# EXERCISE PROMPT:
Copy out the data below with every "Trace" swapped for "Mark", and change nothing else.

══ DATA SHOWN ══

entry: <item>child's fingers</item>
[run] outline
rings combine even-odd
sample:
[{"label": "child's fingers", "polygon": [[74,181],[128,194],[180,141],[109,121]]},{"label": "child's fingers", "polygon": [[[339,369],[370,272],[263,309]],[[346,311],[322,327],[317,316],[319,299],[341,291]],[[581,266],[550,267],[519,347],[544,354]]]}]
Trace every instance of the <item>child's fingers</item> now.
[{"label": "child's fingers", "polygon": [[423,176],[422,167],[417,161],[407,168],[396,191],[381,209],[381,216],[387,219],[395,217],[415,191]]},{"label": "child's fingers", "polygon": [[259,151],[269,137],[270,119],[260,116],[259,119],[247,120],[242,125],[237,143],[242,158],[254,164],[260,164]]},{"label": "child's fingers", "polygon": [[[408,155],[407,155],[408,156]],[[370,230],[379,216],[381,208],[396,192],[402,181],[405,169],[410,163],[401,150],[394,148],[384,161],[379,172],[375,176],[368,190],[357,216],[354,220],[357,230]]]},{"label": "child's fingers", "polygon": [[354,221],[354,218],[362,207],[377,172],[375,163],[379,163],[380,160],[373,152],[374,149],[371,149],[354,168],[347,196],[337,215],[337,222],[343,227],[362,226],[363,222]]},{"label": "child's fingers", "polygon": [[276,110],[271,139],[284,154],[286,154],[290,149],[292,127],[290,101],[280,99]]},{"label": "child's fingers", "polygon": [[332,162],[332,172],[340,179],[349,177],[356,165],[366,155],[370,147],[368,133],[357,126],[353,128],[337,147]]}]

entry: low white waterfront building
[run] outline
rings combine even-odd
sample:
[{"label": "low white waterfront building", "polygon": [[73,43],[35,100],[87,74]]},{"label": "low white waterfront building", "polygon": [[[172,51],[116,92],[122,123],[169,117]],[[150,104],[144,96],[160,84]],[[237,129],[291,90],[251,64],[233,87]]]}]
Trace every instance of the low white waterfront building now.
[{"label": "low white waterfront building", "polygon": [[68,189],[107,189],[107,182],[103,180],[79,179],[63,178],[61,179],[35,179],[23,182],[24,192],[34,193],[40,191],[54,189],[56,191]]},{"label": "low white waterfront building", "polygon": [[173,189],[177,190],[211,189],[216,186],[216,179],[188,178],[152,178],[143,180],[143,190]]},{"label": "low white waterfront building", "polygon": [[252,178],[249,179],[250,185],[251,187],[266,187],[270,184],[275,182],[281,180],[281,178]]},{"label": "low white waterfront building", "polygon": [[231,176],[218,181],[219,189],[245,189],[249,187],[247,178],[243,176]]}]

═══

# REPLY:
entry: <item>child's fingers</item>
[run] outline
rings combine even-odd
sample:
[{"label": "child's fingers", "polygon": [[74,181],[128,194],[180,141],[109,121]]},{"label": "child's fingers", "polygon": [[[339,369],[370,272],[263,309]],[[346,311],[322,327],[317,316],[319,299],[341,291]],[[581,266],[550,267],[519,347],[544,354]]]}]
Mark every instance of the <item>child's fingers</item> now.
[{"label": "child's fingers", "polygon": [[423,176],[422,167],[417,161],[407,168],[396,191],[381,209],[381,216],[387,219],[395,217],[415,191]]},{"label": "child's fingers", "polygon": [[259,151],[269,137],[270,119],[260,116],[259,119],[247,120],[242,125],[237,143],[242,158],[254,164],[260,164]]},{"label": "child's fingers", "polygon": [[[408,155],[407,155],[408,156]],[[370,230],[379,216],[381,208],[396,192],[402,181],[405,169],[410,163],[401,150],[394,148],[384,161],[379,172],[375,176],[368,190],[357,216],[354,220],[357,230]]]},{"label": "child's fingers", "polygon": [[354,221],[354,218],[362,207],[377,172],[375,163],[379,163],[380,160],[373,152],[374,149],[371,149],[354,168],[347,196],[337,215],[337,222],[343,227],[362,226],[363,222]]},{"label": "child's fingers", "polygon": [[276,110],[271,139],[284,154],[286,154],[290,149],[292,127],[290,101],[280,99]]},{"label": "child's fingers", "polygon": [[332,162],[332,172],[340,179],[349,177],[356,165],[366,155],[370,147],[368,133],[357,126],[353,128],[337,147]]}]

entry: low white waterfront building
[run] outline
rings combine even-odd
sample:
[{"label": "low white waterfront building", "polygon": [[73,43],[35,100],[87,74]]},{"label": "low white waterfront building", "polygon": [[[172,51],[116,92],[122,123],[169,117]],[[150,104],[144,96],[160,84]],[[237,129],[291,90],[251,64],[233,87]]]}]
Mark every instance of the low white waterfront building now.
[{"label": "low white waterfront building", "polygon": [[68,189],[107,189],[107,182],[103,180],[79,179],[63,178],[61,179],[35,179],[23,182],[24,192],[34,193],[40,191],[54,189],[56,191]]},{"label": "low white waterfront building", "polygon": [[173,189],[177,190],[211,189],[216,186],[216,179],[188,178],[152,178],[143,180],[143,190]]},{"label": "low white waterfront building", "polygon": [[252,178],[249,179],[250,185],[251,187],[266,187],[270,184],[275,182],[281,180],[281,178]]},{"label": "low white waterfront building", "polygon": [[231,176],[218,181],[219,189],[245,189],[249,187],[247,178],[243,176]]}]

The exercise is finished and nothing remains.